## AUFGABE 1:
Prüfe, ob die folgenden Aussagen mit dem Lesetext übereinstimmen, und antworte jeweils mit Ja oder Nein samt den entscheidenden Worten des Lesetexts als wörtlichem Zitat. (a) Frankreich hat bereits ein Lieferkettengesetz. (b) Der Begehrensantrag wurde in vollem Umfang beschlossen. (c) Die grüne Fraktion im Südtiroler Landtag stellte den Antrag im März 2020.
## AUFGABE 2:
Gib aus dem Lesetext die Passage zwischen „Ein Lieferkettengesetz für“ und „geht’s hier genau?“ einschließlich wortgetreu wieder.

## LESETEXT:
Fashion + Design > Fashion

July 7, 2021

Ein Lieferkettengesetz für Italien!

Susanne Barta

Frankreich hat eins. Deutschland hat eins beschlossen. Und Italien bekommt hoffentlich (irgendwann) auch eins. Ein Lieferkettengesetz. Dass der Weg dorthin vermutlich ein langer wird, ist anzunehmen, aber immerhin sind die ersten Schritte gesetzt. Die grüne Fraktion im Südtiroler Landtag hat im März 2020 einen ausführlichen Begehrensantrag gestellt, der nun in reduzierter Form am 30.6.2021 beschlossen wurde. Worum geht’s hier genau?

## DATENAUSZUG:

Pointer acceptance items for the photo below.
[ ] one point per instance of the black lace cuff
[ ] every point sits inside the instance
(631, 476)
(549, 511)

## LÖSUNG 1:
(a) Ja: „Frankreich hat eins.“
(b) Nein: „der nun in reduzierter Form am 30.6.2021 beschlossen wurde“
(c) Ja: „Die grüne Fraktion im Südtiroler Landtag hat im März 2020 einen ausführlichen Begehrensantrag gestellt“

## LÖSUNG 2:
Ein Lieferkettengesetz für Italien!

Susanne Barta

Frankreich hat eins. Deutschland hat eins beschlossen. Und Italien bekommt hoffentlich (irgendwann) auch eins. Ein Lieferkettengesetz. Dass der Weg dorthin vermutlich ein langer wird, ist anzunehmen, aber immerhin sind die ersten Schritte gesetzt. Die grüne Fraktion im Südtiroler Landtag hat im März 2020 einen ausführlichen Begehrensantrag gestellt, der nun in reduzierter Form am 30.6.2021 beschlossen wurde. Worum geht’s hier genau?